| WHAT TO DO |
Copy all records verbatim.

>> Start RECORD EXCERPTS

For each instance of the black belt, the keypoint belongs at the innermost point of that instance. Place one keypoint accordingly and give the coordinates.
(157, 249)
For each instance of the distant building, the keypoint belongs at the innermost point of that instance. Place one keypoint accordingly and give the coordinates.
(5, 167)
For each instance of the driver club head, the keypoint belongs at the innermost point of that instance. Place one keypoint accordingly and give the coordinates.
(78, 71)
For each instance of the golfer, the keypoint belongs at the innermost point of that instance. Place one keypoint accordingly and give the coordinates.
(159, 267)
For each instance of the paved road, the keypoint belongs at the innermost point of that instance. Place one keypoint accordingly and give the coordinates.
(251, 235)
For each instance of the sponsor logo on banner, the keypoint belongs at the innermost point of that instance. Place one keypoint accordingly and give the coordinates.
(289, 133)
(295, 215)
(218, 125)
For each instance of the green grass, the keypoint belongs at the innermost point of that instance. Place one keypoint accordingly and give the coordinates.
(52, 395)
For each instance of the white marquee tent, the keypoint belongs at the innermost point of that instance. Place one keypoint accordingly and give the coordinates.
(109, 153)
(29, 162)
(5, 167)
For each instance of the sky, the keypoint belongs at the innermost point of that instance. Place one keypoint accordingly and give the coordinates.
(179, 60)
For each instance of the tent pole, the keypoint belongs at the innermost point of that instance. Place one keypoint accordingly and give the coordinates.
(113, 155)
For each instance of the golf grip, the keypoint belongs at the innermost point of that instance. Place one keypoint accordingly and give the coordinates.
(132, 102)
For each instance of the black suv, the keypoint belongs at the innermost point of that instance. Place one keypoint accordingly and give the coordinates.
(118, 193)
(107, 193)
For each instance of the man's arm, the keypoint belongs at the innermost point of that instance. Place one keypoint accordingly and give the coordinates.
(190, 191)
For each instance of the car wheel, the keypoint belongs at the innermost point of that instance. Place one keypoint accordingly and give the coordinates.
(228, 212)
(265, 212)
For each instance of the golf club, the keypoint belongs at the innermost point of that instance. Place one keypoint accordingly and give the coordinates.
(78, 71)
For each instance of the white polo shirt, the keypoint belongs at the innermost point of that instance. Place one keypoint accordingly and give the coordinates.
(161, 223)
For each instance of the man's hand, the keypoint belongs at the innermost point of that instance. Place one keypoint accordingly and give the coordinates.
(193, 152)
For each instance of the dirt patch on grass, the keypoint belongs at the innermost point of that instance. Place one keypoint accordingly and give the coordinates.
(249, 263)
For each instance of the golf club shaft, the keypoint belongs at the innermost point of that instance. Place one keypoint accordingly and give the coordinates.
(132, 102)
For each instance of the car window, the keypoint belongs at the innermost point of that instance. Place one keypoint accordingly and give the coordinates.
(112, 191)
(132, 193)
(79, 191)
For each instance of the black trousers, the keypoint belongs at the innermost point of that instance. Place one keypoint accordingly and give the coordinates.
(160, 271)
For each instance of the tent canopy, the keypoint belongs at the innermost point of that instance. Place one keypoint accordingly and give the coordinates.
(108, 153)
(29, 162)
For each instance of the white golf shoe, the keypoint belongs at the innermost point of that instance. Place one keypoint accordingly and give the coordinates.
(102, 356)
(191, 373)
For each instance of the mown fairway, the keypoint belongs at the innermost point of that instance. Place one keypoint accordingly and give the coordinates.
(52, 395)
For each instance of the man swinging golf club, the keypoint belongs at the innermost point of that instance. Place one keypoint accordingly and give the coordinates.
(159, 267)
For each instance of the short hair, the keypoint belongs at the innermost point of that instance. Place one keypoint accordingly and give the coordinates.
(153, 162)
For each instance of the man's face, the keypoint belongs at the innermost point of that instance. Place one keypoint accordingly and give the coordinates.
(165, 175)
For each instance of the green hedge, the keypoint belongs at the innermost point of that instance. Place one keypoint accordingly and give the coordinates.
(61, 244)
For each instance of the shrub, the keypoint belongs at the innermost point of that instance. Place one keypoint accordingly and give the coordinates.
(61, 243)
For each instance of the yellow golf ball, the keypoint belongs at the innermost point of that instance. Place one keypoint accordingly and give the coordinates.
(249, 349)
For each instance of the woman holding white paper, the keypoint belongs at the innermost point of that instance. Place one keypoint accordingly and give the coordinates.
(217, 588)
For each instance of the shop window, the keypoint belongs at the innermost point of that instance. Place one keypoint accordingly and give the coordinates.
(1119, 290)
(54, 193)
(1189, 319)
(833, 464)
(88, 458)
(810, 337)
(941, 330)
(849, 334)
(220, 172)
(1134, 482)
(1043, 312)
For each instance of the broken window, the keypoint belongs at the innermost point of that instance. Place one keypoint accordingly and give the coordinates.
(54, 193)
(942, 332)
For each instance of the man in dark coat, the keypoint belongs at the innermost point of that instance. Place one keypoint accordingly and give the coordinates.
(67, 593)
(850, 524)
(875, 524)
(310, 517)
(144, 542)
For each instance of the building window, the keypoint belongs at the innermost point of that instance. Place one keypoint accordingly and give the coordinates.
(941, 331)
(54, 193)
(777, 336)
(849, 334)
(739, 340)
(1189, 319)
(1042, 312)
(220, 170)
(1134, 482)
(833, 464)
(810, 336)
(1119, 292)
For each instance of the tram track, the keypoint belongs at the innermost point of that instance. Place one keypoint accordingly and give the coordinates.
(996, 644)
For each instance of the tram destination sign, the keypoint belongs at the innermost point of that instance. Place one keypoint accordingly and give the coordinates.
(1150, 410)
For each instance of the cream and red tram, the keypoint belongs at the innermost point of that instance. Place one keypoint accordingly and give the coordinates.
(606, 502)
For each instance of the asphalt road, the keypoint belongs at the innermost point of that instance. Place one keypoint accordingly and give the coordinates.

>> End RECORD EXCERPTS

| REPLY |
For each instance of the black belt, the keypoint belongs at the innermost point of that instance. Place one keypoint accordingly and give the coordinates.
(157, 249)
For each instance of the distant building, the keypoint belongs at the innermost point of that instance. Place one keypoint accordingly and give the coordinates.
(5, 167)
For each instance of the driver club head, the keypoint belongs at the innermost point of that instance. Place one keypoint accordingly and give the coordinates.
(78, 71)
For each instance of the golfer, the keypoint belongs at the innermost point of that instance. Place one keypoint accordingly and give the coordinates.
(159, 267)
For each instance of the paved road, the keypoint belongs at the innermost point of that instance. Place one keypoint accordingly and give the coordinates.
(251, 235)
For each instance of the sponsor logo on banner, the keypoint belongs at the innermost point of that instance. Place one keypoint accordingly and give the coordinates.
(289, 133)
(295, 215)
(218, 125)
For each instance of the green grass, the keypoint belongs at the innermost point of that instance. Place one keypoint accordingly and give the coordinates.
(52, 395)
For each instance of the white marquee tent, the keypoint belongs at the innermost point of that instance. Place one keypoint accordingly and give the coordinates.
(109, 153)
(29, 162)
(5, 167)
For each instance of the sky, the keypoint belongs at the innermost point of that instance. Place one keypoint accordingly and give the coordinates.
(179, 60)
For each instance of the tent pole, the keypoint belongs at the innermost point of that instance. Place one keypoint accordingly and give the coordinates.
(113, 155)
For each instance of the golf grip, the keypoint belongs at the innermost point of that instance. Place one keypoint accordingly and give the coordinates.
(132, 102)
For each instance of the black suv, the keypoint belongs at the innermost point of that instance. Place one keypoint accordingly and give the coordinates.
(118, 193)
(107, 193)
For each instance of the man's arm, the keypoint belongs at the innermost point of that instance. Place one keypoint accordingly and give the coordinates.
(190, 191)
For each instance of the car wheel, the keypoint belongs at the innermost point of that instance. Place one keypoint accordingly and give the coordinates.
(228, 212)
(265, 212)
For each instance of the golf club, the keypoint belongs at the innermost point of that instance. Place one keypoint accordingly and give the coordinates.
(78, 71)
For each instance of the white polo shirt, the keypoint belongs at the innermost point of that instance. Place one keypoint accordingly and give the coordinates.
(161, 223)
For each instance of the man's hand, the keypoint belongs at the innermost point of that instance. Place one keypoint accordingly and give the coordinates.
(193, 152)
For each instance of the dirt patch on grass, the keypoint belongs at the innermost point of that instance. Place one keypoint accordingly and give the coordinates.
(249, 263)
For each instance of the golf club shaft, the keypoint belongs at the innermost point of that instance. Place one keypoint accordingly and give the coordinates.
(132, 102)
For each instance of the car window, the keypoint belongs at the innermost point of that instance. Place one keypoint accordingly and give the coordinates.
(112, 191)
(132, 193)
(79, 191)
For each instance of the black trousers, the keypoint belongs at the innermost point of that instance. Place one keypoint accordingly and give the coordinates.
(160, 271)
For each instance of the tent canopy, the keypoint belongs at the innermost point of that instance. Place one keypoint accordingly and give the coordinates.
(108, 153)
(29, 162)
For each instance of the white golf shoe, the keypoint belongs at the innermost point of that instance. Place one keypoint accordingly and give the coordinates.
(102, 356)
(191, 373)
For each instance of the mown fairway, the keypoint belongs at the innermost point of that instance. Place one keypoint accordingly and give the coordinates.
(52, 395)
For each instance of the man swinging golf club, the keypoint belongs at the innermost point of that instance. Place one keypoint accordingly and give the coordinates.
(159, 267)
For each instance of the short hair, the keypoint belongs at the innermost point of that instance. Place one keypoint accordingly and give the coordinates.
(153, 162)
For each instance of the man's face, the keypoint belongs at the innermost point of that instance. Place one keypoint accordingly and give the coordinates.
(165, 175)
For each instance of the green hedge, the keypoint belongs at the innermost point of that instance. Place one keypoint accordingly and give the coordinates.
(61, 244)
For each instance of the shrub, the keypoint belongs at the innermost point of that instance. Place one keypoint accordingly and give the coordinates.
(61, 243)
For each instance of the yellow golf ball, the keypoint belongs at the innermost point of that instance. Place one keypoint accordingly and give the coordinates.
(249, 349)
For each instance of the woman holding white paper, the keypoint belongs at the innermost point of that instance. Place one keypoint accordingly and give the coordinates.
(217, 588)
For each instance of the shop window, the keypoint belongs at the innermost point of that instance. Place one keypoint accordingly and give the coordinates.
(1119, 290)
(54, 193)
(1189, 319)
(833, 464)
(88, 458)
(810, 337)
(941, 330)
(849, 334)
(220, 172)
(1134, 482)
(1043, 312)
For each instance of the broken window, the keypoint belongs at the innermost point of that instance. Place one keypoint accordingly and give the coordinates.
(54, 193)
(942, 332)
For each instance of the man in dark coat, the keypoint belongs at the innermost point of that instance. Place one keypoint accordingly and give the coordinates.
(67, 593)
(850, 524)
(875, 524)
(310, 517)
(144, 542)
For each instance of the building window, the keypoint belongs at the innermost point of that instance. Place one keypoint accordingly and give the coordinates.
(941, 331)
(54, 193)
(777, 336)
(849, 334)
(739, 340)
(1189, 319)
(1042, 312)
(220, 170)
(1134, 482)
(833, 464)
(810, 336)
(1119, 292)
For each instance of the tram track, the keypoint belongs at the innermost point of that instance. Place one keypoint accordingly and give the coordinates.
(996, 644)
For each instance of the tram destination sign, the keypoint belongs at the innermost point of that instance. Place one keypoint accordingly and give the coordinates.
(1150, 410)
For each instance of the cream and red tram, the keypoint belongs at the innermost point of that instance. Place one keypoint accordingly and give the coordinates.
(606, 502)
For each instance of the asphalt road, the keypoint belongs at the innermost point of that instance. Place one keypoint accordingly and give the coordinates.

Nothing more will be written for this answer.